→ What is being asked
Find all lines in the records that include the word "target", and copy them out.

→ Dataset extract

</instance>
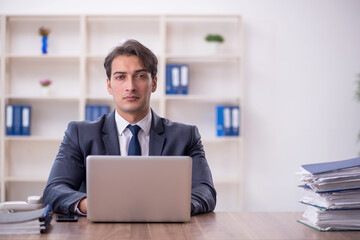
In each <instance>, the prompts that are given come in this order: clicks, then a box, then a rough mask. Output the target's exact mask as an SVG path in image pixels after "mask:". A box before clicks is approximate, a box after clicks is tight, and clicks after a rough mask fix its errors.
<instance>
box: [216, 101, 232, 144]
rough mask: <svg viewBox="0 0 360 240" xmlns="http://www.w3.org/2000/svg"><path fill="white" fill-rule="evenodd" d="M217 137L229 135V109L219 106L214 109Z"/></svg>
mask: <svg viewBox="0 0 360 240" xmlns="http://www.w3.org/2000/svg"><path fill="white" fill-rule="evenodd" d="M216 115H217V126H216V129H217V136H219V137H220V136H230V135H231V107H229V106H223V105H219V106H217V107H216Z"/></svg>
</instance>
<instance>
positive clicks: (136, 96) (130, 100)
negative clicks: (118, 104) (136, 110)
mask: <svg viewBox="0 0 360 240" xmlns="http://www.w3.org/2000/svg"><path fill="white" fill-rule="evenodd" d="M124 99H126V100H128V101H135V100H137V99H139V96H136V95H127V96H125V97H124Z"/></svg>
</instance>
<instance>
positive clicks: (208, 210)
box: [189, 126, 216, 216]
mask: <svg viewBox="0 0 360 240" xmlns="http://www.w3.org/2000/svg"><path fill="white" fill-rule="evenodd" d="M192 136H193V137H192V141H191V145H190V148H189V156H191V157H192V160H193V170H192V190H191V215H192V216H193V215H196V214H200V213H206V212H211V211H213V210H214V209H215V205H216V191H215V188H214V184H213V180H212V175H211V171H210V168H209V165H208V163H207V160H206V158H205V152H204V148H203V145H202V143H201V138H200V133H199V131H198V129H197V127H196V126H194V127H193V133H192Z"/></svg>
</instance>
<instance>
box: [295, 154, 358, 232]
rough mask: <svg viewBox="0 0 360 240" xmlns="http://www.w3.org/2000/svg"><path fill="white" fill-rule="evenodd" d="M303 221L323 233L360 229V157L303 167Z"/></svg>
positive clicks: (300, 178) (310, 165)
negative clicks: (305, 207)
mask: <svg viewBox="0 0 360 240" xmlns="http://www.w3.org/2000/svg"><path fill="white" fill-rule="evenodd" d="M299 174H300V180H301V181H303V182H304V183H305V184H304V185H301V186H300V187H302V188H303V190H304V194H303V196H302V199H301V200H300V202H301V203H303V204H305V205H306V208H305V212H304V214H303V217H304V219H302V220H298V221H299V222H301V223H303V224H305V225H307V226H309V227H312V228H314V229H316V230H319V231H332V230H333V231H336V230H360V158H353V159H348V160H342V161H335V162H325V163H316V164H307V165H302V171H301V172H300V173H299Z"/></svg>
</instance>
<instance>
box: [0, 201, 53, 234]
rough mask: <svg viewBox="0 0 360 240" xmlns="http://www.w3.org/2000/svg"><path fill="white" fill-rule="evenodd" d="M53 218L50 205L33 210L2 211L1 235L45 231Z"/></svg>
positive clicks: (0, 230) (35, 233)
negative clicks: (30, 210)
mask: <svg viewBox="0 0 360 240" xmlns="http://www.w3.org/2000/svg"><path fill="white" fill-rule="evenodd" d="M51 220H52V211H51V207H50V205H47V206H46V207H44V208H41V209H36V210H31V211H22V212H0V235H1V234H39V233H44V232H45V231H46V229H47V228H48V226H49V225H50V222H51Z"/></svg>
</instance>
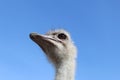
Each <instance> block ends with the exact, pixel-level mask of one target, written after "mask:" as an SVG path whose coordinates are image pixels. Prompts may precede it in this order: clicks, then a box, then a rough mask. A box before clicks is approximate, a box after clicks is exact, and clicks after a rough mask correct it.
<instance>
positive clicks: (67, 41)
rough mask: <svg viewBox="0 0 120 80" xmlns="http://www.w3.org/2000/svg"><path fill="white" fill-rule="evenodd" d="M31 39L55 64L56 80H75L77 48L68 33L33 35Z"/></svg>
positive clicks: (54, 31)
mask: <svg viewBox="0 0 120 80" xmlns="http://www.w3.org/2000/svg"><path fill="white" fill-rule="evenodd" d="M30 38H31V39H32V40H33V41H34V42H35V43H37V44H38V45H39V46H40V47H41V48H42V50H43V51H44V52H45V54H46V55H47V57H48V59H49V60H50V61H51V62H52V63H53V64H54V66H55V68H56V77H55V80H74V72H75V58H76V47H75V46H74V44H73V42H72V40H71V37H70V35H69V33H68V32H67V31H65V30H61V29H60V30H53V31H49V32H47V33H46V34H45V35H41V34H37V33H31V34H30ZM68 74H69V75H68Z"/></svg>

→ The answer
In each <instance>, the prompts that are given come in this order: clicks, then a box, then a rough mask. Output the target's exact mask as an SVG path in image pixels after "mask:". A box before clicks is approximate, a box after clicks is tight, and clicks after a rough mask fix its errors.
Each <instance> block ends with the exact, pixel-level mask of one target, written after "mask:" as an SVG path whose coordinates are image pixels. Prompts may precede it in this order: clicks, then a box, then a rough mask. A box before clicks is approximate, a box after clicks is exact, and clicks after a rough mask correct it.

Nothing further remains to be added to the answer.